_Article_.
Free Space Map

Free Space Map

The Free Space Map (FSM) is a per-relation data structure that tracks the amount of free space available on each heap page. It enables INSERT to quickly find a page with enough room for a new tuple, without scanning the entire relation.

Overview

Each relation’s FSM is stored in a dedicated fork (FSM_FORKNUM, file suffix _fsm). Rather than recording exact byte counts, the FSM stores free space at a granularity of BLCKSZ / 256 (32 bytes with the default 8 KB page size), using a single byte per heap page. A value of 255 means nearly a full page is free; 0 means the page is full.

The FSM is organized as a three-level tree of pages, where each FSM page internally contains a binary tree (max-heap) of byte values. This design allows finding a page with sufficient free space in O(log N) time, where N is the number of heap pages.

The FSM is not WAL-logged. It is a hint structure that self-corrects: if it is lost or corrupted, the worst case is temporarily suboptimal page selection. VACUUM rebuilds it from scratch.

Key Source Files

File Purpose
src/include/storage/freespace.h Public API: GetPageWithFreeSpace(), RecordPageWithFreeSpace()
src/include/storage/fsm_internals.h FSMPageData struct, per-page binary tree constants
src/backend/storage/freespace/freespace.c Higher-level FSM logic: tree traversal across pages
src/backend/storage/freespace/fsmpage.c Within-page binary tree operations: fsm_search_avail(), fsm_set_avail()
src/backend/storage/freespace/indexfsm.c Simplified FSM interface for index free space
src/backend/storage/freespace/README Comprehensive design document for the FSM

How It Works

Space Encoding

Free space is encoded as a single byte using integer division:

stored_value = free_bytes / (BLCKSZ / 256)
             = free_bytes / 32          (for BLCKSZ = 8192)

This means the FSM can distinguish free space in 32-byte increments. When searching for space to hold a tuple of size S bytes, the search value is:

search_value = (S + 31) / 32           (rounding up)

Within-Page Binary Tree

Each FSM page contains a binary tree stored as an array in FSMPageData:

typedef struct
{
    int     fp_next_slot;                       /* round-robin starting slot */
    uint8   fp_nodes[FLEXIBLE_ARRAY_MEMBER];    /* binary tree array */
} FSMPageData;

The tree has two regions in fp_nodes[]:

  • Indices 0 to NonLeafNodesPerPage - 1: internal (non-leaf) nodes storing the maximum value of their children.

_Data block_.
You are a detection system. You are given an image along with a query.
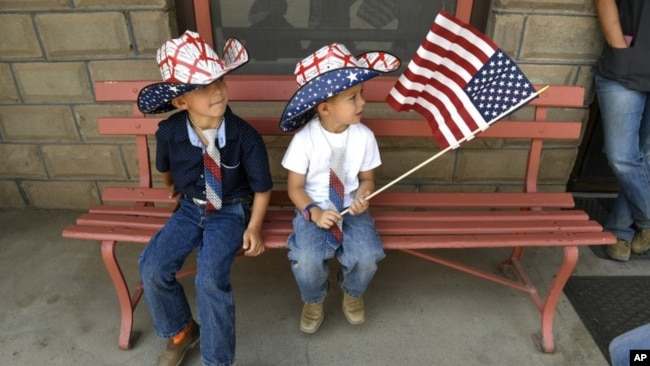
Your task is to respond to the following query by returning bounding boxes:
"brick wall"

_Goal_. Reproduce the passage of the Free Space Map text that opens with the words "Each relation’s FSM" and closes with "it from scratch.", substituting "advisory structure" for "hint structure".

_Written response_.
Each relation’s FSM is stored in a dedicated fork (FSM_FORKNUM, file suffix _fsm). Rather than recording exact byte counts, the FSM stores free space at a granularity of BLCKSZ / 256 (32 bytes with the default 8 KB page size), using a single byte per heap page. A value of 255 means nearly a full page is free; 0 means the page is full.

The FSM is organized as a three-level tree of pages, where each FSM page internally contains a binary tree (max-heap) of byte values. This design allows finding a page with sufficient free space in O(log N) time, where N is the number of heap pages.

The FSM is not WAL-logged. It is a advisory structure that self-corrects: if it is lost or corrupted, the worst case is temporarily suboptimal page selection. VACUUM rebuilds it from scratch.